_MATERIAL FOR THE TASK_
## Begin
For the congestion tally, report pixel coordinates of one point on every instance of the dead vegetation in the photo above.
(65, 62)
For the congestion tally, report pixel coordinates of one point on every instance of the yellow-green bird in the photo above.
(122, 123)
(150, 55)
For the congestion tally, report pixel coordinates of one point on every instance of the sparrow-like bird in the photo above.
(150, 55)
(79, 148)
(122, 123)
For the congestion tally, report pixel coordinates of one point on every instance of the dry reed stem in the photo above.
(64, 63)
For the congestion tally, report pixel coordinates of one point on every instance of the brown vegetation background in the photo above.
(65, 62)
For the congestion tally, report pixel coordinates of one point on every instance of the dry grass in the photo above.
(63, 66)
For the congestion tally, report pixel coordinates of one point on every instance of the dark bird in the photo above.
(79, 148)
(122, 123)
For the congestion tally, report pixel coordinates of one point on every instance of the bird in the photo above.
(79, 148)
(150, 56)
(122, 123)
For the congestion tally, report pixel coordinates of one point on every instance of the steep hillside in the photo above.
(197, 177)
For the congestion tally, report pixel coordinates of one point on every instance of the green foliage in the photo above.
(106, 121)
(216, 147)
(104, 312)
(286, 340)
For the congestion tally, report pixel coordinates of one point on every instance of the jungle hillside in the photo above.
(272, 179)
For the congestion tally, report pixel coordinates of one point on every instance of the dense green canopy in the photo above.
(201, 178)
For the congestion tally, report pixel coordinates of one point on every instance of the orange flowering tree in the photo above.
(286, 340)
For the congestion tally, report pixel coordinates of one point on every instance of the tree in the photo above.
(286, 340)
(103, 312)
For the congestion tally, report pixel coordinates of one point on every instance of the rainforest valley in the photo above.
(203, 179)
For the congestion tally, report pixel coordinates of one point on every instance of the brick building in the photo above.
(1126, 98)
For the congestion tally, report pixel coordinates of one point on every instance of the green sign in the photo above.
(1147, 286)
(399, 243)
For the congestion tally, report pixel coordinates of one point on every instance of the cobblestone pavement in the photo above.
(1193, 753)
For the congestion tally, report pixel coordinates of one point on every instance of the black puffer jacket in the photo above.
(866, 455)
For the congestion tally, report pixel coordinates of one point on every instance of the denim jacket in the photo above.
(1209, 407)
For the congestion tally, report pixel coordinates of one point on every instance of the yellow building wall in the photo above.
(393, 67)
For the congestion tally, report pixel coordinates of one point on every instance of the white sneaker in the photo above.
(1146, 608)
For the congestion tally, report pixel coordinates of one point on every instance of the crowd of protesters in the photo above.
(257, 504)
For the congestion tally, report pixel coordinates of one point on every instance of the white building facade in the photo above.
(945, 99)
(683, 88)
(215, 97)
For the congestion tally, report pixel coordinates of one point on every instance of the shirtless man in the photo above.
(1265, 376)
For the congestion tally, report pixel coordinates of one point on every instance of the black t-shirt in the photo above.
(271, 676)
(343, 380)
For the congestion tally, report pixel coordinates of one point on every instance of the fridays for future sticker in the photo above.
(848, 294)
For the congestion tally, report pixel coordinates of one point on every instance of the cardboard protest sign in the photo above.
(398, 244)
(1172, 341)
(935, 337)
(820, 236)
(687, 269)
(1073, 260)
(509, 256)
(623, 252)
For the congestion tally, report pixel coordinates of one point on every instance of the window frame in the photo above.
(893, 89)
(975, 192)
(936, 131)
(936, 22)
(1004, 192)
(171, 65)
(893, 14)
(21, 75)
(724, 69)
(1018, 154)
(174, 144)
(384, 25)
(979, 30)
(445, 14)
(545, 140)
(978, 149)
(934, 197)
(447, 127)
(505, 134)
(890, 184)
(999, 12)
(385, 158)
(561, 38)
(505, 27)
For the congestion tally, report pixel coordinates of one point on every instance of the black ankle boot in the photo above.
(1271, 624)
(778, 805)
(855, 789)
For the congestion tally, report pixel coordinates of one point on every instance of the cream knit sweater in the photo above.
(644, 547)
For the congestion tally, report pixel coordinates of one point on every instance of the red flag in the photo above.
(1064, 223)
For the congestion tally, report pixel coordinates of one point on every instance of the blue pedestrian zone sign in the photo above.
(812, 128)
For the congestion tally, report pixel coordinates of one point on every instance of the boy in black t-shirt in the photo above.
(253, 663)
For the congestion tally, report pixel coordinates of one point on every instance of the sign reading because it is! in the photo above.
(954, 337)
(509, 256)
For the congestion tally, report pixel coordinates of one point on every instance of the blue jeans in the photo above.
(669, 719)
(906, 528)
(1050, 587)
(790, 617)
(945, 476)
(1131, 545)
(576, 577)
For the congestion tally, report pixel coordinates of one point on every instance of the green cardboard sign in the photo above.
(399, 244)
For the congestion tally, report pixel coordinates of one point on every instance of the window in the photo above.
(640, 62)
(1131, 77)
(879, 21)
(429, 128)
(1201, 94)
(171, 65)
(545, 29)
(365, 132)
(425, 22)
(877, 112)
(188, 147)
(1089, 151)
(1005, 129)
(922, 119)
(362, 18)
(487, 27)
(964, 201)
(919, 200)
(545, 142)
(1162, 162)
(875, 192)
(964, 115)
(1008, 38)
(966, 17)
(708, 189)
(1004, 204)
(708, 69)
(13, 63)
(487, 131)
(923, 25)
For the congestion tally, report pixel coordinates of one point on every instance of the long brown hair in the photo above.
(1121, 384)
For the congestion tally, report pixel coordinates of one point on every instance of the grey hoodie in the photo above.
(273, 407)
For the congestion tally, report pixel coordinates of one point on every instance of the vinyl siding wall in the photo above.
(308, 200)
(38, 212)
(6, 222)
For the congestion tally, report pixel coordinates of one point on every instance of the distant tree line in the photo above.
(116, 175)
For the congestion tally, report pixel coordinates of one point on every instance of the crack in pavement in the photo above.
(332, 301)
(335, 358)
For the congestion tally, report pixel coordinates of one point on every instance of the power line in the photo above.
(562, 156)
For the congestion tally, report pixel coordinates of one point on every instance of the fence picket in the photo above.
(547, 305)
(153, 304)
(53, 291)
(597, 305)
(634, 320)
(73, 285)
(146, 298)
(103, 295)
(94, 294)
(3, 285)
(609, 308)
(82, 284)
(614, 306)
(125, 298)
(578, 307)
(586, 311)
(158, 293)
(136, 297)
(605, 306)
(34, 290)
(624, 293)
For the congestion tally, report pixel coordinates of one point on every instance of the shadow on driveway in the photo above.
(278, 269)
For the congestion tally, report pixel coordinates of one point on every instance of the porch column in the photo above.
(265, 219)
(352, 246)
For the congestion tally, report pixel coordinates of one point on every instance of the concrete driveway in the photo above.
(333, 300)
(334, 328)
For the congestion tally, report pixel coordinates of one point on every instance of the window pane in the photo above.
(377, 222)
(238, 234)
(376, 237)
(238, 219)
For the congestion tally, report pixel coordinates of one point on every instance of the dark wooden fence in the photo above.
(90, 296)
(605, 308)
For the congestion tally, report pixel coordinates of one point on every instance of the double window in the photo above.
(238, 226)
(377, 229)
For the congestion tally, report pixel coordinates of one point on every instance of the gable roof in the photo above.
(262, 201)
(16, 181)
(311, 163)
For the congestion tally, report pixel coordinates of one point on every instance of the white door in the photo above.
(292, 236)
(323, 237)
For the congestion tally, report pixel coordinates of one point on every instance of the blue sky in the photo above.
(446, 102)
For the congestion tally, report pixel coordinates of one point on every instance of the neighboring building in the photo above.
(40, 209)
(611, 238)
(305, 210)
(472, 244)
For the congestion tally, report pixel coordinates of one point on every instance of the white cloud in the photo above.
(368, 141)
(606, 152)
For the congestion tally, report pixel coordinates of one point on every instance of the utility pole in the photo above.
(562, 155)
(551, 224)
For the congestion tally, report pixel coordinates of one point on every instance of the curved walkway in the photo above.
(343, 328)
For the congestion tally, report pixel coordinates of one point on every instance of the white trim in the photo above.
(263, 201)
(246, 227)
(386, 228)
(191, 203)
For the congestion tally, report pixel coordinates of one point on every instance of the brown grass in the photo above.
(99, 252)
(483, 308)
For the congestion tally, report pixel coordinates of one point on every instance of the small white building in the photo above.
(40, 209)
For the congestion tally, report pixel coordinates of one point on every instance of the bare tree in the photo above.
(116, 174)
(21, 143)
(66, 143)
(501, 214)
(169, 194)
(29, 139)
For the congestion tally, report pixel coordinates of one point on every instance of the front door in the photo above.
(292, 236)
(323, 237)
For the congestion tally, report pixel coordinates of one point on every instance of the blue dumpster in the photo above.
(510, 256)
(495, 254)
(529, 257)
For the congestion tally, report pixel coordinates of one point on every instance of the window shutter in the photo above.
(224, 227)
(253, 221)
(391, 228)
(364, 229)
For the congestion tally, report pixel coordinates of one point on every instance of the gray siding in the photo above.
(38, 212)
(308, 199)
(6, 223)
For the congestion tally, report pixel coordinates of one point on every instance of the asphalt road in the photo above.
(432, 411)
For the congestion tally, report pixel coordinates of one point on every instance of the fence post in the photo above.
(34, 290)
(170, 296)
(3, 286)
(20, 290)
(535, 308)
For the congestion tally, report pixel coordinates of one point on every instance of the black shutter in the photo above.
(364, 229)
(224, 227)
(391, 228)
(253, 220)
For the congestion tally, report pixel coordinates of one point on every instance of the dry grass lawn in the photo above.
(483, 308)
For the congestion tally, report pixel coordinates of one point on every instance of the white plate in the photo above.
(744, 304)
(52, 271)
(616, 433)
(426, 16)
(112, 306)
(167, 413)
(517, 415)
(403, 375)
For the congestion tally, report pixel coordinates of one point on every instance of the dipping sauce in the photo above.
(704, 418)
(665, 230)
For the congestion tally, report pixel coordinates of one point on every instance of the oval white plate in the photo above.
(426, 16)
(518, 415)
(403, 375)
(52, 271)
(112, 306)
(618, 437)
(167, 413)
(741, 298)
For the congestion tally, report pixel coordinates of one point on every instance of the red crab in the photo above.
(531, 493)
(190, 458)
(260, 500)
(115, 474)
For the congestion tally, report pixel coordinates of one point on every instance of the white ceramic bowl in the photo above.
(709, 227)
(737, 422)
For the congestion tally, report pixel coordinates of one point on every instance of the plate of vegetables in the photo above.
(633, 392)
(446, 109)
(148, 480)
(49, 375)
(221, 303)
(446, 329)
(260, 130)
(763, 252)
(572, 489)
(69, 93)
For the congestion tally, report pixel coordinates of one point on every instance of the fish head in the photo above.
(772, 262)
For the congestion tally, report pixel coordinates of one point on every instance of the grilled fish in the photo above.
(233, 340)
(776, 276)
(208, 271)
## End
_WHAT IS BEING ASKED_
Using the material above, extract the line that contains "lawn in the photo above." and every line after it, exactly as given; stop at the last line.

_SOLVED PROBLEM_
For the congestion tally, report pixel coordinates of one point on every instance of the dry grass lawn in the photo above.
(483, 308)
For the congestion tally, report pixel coordinates of one point on every instance of the white plate in the photo above.
(744, 304)
(52, 271)
(616, 433)
(426, 16)
(112, 306)
(167, 413)
(517, 415)
(403, 375)
For the congestion tally, report pixel coordinates of one point on every instance of the dipping sauce in the photo above.
(704, 418)
(665, 230)
For the congestion tally, report pixel coordinates of one point on every instance of the oval white plate in the photo above.
(426, 16)
(518, 415)
(403, 375)
(52, 271)
(112, 306)
(618, 437)
(167, 413)
(741, 298)
For the congestion tally, report pixel coordinates of one point on every instance of the red crab in the photo above.
(531, 493)
(190, 458)
(260, 500)
(115, 474)
For the congestion tally, report pixel coordinates of one point on every instance of the white ceramic bowl in the photo above.
(709, 227)
(737, 422)
For the congestion tally, report pixel coordinates of one point on every instance of the plate of vegetables in the photo above.
(633, 392)
(446, 109)
(148, 480)
(49, 375)
(221, 303)
(446, 329)
(260, 130)
(763, 252)
(572, 489)
(69, 93)
For the congestion tally, report pixel coordinates of one point on every instance of the fish head in the photo above.
(772, 262)
For the congestion tally, report pixel coordinates of one point on every instance of the grilled fish in the photo above.
(233, 340)
(776, 276)
(208, 271)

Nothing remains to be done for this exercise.